• **WHAT TO WORK ON**: Return an exact transcript of the material below from the line containing "person wearing striped" through its final line, and no other lines.

*** SUPPLIED ENTRIES Section Begins ***

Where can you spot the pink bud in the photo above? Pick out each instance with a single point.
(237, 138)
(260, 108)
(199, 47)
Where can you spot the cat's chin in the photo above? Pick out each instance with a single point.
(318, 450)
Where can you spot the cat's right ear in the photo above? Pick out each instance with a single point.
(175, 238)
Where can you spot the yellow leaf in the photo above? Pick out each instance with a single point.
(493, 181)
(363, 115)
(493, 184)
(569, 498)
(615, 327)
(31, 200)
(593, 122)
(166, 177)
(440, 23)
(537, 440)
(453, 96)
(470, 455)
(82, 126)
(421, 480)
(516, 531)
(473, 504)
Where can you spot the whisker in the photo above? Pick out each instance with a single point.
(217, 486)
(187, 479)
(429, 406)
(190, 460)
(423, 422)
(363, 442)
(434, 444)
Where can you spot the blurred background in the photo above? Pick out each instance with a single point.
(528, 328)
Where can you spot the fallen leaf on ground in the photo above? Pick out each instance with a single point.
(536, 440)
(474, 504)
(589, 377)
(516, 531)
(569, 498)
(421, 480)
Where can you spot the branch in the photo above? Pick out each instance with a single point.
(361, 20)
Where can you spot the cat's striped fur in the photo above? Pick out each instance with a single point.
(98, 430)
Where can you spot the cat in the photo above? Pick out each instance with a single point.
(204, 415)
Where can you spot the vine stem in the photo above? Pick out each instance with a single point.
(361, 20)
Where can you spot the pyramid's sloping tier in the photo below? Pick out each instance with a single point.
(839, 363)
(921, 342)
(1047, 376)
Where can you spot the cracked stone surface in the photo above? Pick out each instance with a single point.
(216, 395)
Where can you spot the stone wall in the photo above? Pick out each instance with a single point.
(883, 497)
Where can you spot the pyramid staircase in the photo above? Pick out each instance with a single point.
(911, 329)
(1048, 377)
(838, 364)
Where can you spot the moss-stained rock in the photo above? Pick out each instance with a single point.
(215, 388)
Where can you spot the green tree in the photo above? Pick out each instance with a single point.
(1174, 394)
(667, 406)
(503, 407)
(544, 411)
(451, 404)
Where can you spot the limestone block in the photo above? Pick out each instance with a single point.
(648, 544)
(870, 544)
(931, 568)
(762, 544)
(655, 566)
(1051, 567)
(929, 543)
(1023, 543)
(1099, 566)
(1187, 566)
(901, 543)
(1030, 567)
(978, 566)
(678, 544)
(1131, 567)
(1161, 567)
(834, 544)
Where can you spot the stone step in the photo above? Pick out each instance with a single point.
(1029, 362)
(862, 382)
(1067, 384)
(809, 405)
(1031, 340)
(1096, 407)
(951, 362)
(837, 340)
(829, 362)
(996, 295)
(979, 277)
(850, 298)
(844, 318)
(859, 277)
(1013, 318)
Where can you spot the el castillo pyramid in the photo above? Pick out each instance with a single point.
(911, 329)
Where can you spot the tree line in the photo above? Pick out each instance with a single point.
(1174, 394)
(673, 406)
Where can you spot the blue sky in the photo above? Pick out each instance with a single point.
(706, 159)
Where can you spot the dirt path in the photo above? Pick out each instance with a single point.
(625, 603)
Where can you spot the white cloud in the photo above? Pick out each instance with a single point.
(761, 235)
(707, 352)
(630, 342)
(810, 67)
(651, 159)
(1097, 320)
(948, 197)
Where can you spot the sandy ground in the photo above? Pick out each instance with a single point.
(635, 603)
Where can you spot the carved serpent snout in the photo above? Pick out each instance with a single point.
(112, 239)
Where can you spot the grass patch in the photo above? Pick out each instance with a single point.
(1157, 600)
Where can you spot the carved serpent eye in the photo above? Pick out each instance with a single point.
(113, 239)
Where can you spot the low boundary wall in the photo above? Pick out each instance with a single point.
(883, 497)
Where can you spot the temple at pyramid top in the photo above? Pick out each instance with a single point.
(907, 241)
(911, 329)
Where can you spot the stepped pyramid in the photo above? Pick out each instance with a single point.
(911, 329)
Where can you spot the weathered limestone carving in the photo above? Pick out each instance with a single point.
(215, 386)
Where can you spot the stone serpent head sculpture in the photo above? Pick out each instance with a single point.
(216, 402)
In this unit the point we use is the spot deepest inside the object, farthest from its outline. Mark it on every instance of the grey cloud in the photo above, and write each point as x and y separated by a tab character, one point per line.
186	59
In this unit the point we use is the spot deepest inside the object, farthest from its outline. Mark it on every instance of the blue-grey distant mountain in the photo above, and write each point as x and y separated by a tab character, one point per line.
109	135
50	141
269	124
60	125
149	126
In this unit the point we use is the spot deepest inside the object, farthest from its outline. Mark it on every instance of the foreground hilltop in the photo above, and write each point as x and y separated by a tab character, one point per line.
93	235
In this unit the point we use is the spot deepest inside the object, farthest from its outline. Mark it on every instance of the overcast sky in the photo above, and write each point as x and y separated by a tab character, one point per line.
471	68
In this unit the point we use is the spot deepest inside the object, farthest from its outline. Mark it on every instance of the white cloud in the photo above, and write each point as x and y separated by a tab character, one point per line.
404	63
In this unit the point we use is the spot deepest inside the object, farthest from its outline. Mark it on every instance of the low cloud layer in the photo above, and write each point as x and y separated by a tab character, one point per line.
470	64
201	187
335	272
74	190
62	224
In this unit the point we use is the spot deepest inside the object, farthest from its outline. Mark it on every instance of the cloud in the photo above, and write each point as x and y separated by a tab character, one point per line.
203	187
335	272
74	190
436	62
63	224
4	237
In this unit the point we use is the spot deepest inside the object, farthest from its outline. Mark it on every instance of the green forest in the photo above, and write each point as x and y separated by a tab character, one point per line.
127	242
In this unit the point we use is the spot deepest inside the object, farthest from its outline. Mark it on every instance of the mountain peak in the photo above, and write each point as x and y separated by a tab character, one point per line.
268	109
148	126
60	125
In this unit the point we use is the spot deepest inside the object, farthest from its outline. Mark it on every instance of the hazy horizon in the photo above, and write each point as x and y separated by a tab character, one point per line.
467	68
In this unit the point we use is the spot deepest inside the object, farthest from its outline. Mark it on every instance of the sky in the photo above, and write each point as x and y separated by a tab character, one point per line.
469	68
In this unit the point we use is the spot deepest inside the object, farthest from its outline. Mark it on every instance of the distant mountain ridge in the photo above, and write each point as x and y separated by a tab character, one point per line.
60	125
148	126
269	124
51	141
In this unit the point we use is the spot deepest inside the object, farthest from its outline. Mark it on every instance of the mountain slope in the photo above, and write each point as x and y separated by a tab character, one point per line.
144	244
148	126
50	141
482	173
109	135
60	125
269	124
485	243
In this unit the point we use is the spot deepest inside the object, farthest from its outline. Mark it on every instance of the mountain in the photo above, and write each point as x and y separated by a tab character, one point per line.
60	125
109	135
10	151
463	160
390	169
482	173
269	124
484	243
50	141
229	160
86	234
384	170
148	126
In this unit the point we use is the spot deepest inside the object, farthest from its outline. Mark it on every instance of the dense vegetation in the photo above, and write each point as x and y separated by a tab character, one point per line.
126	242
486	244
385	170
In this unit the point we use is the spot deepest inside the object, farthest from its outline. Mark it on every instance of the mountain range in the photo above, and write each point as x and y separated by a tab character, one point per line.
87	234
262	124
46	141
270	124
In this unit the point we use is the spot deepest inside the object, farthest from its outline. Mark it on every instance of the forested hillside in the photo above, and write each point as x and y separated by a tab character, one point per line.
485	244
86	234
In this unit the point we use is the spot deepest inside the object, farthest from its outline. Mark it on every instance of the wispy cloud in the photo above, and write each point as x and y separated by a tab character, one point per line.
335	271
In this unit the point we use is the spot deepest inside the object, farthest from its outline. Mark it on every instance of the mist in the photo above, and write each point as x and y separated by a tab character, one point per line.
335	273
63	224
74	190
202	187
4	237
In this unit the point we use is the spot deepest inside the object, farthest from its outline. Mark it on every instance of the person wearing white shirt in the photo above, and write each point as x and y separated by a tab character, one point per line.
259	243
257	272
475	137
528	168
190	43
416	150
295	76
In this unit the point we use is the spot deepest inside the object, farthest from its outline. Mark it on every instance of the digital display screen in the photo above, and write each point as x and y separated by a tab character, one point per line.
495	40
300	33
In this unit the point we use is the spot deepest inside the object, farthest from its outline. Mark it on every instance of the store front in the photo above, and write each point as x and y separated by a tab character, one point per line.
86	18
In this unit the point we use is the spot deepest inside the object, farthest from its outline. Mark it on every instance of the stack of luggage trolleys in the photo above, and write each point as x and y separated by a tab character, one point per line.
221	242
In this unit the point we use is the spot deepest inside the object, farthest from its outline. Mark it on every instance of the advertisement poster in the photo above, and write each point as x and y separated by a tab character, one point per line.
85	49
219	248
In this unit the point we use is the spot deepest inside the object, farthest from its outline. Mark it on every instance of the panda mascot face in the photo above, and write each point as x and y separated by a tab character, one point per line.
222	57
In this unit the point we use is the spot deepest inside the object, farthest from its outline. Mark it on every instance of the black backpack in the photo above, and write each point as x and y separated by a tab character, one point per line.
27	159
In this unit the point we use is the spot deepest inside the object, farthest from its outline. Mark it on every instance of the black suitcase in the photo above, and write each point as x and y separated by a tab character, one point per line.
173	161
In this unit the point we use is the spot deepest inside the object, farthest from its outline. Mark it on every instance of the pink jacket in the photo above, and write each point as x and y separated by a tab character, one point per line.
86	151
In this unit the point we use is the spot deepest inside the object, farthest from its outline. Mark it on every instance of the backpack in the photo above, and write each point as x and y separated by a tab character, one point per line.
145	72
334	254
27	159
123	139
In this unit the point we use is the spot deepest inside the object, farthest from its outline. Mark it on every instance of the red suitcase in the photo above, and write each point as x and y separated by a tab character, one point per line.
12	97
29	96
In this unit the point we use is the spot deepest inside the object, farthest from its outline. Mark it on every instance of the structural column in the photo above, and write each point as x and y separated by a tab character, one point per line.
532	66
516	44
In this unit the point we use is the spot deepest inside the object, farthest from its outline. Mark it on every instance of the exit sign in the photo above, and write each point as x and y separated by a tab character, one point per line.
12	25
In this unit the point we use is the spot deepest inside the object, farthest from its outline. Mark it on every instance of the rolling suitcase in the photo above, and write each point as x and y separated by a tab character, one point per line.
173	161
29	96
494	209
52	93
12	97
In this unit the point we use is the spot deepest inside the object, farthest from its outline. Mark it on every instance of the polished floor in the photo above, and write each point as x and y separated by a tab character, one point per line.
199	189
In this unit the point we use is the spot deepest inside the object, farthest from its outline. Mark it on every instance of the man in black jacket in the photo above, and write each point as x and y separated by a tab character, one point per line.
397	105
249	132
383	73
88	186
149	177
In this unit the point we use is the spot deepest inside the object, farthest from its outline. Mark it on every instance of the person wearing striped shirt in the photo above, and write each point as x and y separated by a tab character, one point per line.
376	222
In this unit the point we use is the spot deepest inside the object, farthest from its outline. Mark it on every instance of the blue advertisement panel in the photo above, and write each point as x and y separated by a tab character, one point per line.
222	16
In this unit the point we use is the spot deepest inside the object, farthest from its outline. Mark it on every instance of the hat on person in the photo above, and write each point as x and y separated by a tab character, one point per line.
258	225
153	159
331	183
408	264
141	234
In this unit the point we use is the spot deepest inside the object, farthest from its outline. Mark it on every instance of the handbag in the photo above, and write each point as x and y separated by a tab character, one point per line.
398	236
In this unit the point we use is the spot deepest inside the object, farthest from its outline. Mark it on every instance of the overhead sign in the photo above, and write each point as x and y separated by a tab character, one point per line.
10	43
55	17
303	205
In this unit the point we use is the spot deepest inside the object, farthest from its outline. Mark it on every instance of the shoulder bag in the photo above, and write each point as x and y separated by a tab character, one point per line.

*** SUPPLIED ENTRIES Section Ends ***

• **WRITTEN RESPONSE**:
In this unit the point we use is the spot deepest inside the object, farthest from its outline. Mark it on every instance of the person wearing striped shirt in the photo above, and write each point as x and y separated by a tab character, one point per line.
376	222
In this unit the point we use is the spot deepest inside the object, farthest from its outline. Mark it on every instance of the blue advertisement panel in the photo above, and write each point as x and y separated by a tab character, one point per line.
222	16
In this unit the point we use is the spot deepest inside the object, farthest from its outline. Mark it on every instance of the hat on person in the photo above, and write each point as x and y separated by a tab character, one point per line.
258	225
153	159
331	183
408	264
141	234
In this unit the point we use is the spot deepest inside the object, farthest from its outline. Mark it on every instance of the handbag in the photo above, and write each point as x and y separated by a tab character, one point per line.
398	236
In this unit the point we use is the spot deepest inside the object, farthest from its outline. Mark it on every instance of the overhead sign in the photo above, and write each point as x and y separated by a tab character, one point per line.
10	43
55	17
303	205
In this unit the point we use is the spot deepest inside the object, farthest from its outline. Mark it on every instance of the shoulder bag in the photo above, and write each point as x and y separated by a tab character, one point per line.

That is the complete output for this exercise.